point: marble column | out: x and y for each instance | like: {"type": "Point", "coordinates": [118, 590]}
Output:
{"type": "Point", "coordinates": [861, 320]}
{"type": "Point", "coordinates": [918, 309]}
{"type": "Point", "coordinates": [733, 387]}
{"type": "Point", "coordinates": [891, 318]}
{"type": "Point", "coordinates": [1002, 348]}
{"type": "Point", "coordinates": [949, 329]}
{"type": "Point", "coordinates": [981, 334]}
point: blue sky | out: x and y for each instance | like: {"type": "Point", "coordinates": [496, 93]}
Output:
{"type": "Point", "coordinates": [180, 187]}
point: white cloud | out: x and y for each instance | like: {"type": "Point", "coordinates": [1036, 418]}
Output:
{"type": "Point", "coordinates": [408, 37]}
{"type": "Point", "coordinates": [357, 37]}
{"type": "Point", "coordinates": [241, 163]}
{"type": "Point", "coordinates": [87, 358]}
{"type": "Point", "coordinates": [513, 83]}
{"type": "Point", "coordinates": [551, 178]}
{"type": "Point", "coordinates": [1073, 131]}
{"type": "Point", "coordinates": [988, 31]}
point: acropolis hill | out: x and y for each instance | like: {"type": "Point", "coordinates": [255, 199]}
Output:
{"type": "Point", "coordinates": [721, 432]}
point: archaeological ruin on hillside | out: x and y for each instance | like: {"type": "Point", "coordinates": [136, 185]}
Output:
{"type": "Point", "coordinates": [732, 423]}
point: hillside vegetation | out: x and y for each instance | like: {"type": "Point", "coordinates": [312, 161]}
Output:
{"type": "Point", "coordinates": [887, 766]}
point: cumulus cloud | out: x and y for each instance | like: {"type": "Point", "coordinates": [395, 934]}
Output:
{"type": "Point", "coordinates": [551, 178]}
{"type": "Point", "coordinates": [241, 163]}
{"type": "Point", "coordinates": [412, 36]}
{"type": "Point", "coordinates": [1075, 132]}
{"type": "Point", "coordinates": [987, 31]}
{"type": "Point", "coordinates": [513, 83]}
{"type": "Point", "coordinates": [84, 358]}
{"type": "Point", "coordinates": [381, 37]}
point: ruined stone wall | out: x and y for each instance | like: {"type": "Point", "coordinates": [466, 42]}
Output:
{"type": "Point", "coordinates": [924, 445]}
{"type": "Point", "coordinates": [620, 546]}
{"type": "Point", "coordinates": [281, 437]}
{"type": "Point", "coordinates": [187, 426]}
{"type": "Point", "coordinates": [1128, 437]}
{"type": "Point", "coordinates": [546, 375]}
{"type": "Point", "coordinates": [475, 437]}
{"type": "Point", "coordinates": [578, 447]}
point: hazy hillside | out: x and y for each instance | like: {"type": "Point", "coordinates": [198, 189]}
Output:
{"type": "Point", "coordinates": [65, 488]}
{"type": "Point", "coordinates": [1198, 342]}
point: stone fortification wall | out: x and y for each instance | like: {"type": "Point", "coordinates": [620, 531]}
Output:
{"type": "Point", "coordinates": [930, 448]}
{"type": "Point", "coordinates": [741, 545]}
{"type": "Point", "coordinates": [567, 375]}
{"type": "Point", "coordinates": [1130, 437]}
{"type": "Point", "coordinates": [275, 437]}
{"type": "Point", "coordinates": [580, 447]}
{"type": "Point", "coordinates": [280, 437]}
════════════════
Each line from the line holding "point: acropolis hill" through the end of the material above is to be printed exactly, both ends included, and no other line is to appear.

Written response:
point: acropolis hill | out: x and y for each instance | like: {"type": "Point", "coordinates": [255, 199]}
Output:
{"type": "Point", "coordinates": [721, 432]}
point: archaeological ruin on hillside | out: x and y for each instance | like: {"type": "Point", "coordinates": [136, 185]}
Output:
{"type": "Point", "coordinates": [732, 423]}
point: hillside vegetation | out: x and y for each instance | like: {"type": "Point", "coordinates": [312, 161]}
Output:
{"type": "Point", "coordinates": [887, 766]}
point: cumulus cloud | out: x and y for each instance | like: {"type": "Point", "coordinates": [395, 934]}
Output:
{"type": "Point", "coordinates": [551, 178]}
{"type": "Point", "coordinates": [241, 163]}
{"type": "Point", "coordinates": [412, 36]}
{"type": "Point", "coordinates": [1075, 132]}
{"type": "Point", "coordinates": [987, 31]}
{"type": "Point", "coordinates": [513, 83]}
{"type": "Point", "coordinates": [84, 358]}
{"type": "Point", "coordinates": [381, 37]}
point: ruined stone wall | out: x and y for each instance | like: {"type": "Point", "coordinates": [466, 42]}
Output:
{"type": "Point", "coordinates": [924, 445]}
{"type": "Point", "coordinates": [620, 546]}
{"type": "Point", "coordinates": [281, 437]}
{"type": "Point", "coordinates": [187, 426]}
{"type": "Point", "coordinates": [1128, 437]}
{"type": "Point", "coordinates": [546, 375]}
{"type": "Point", "coordinates": [475, 437]}
{"type": "Point", "coordinates": [578, 447]}
point: hazy hillside | out: x and y for each instance | like: {"type": "Point", "coordinates": [198, 189]}
Output:
{"type": "Point", "coordinates": [65, 488]}
{"type": "Point", "coordinates": [1198, 342]}
point: stone fortification wall | out: x and y for each instance | like: {"type": "Point", "coordinates": [620, 531]}
Output:
{"type": "Point", "coordinates": [930, 448]}
{"type": "Point", "coordinates": [741, 545]}
{"type": "Point", "coordinates": [567, 375]}
{"type": "Point", "coordinates": [1130, 437]}
{"type": "Point", "coordinates": [275, 437]}
{"type": "Point", "coordinates": [580, 447]}
{"type": "Point", "coordinates": [280, 437]}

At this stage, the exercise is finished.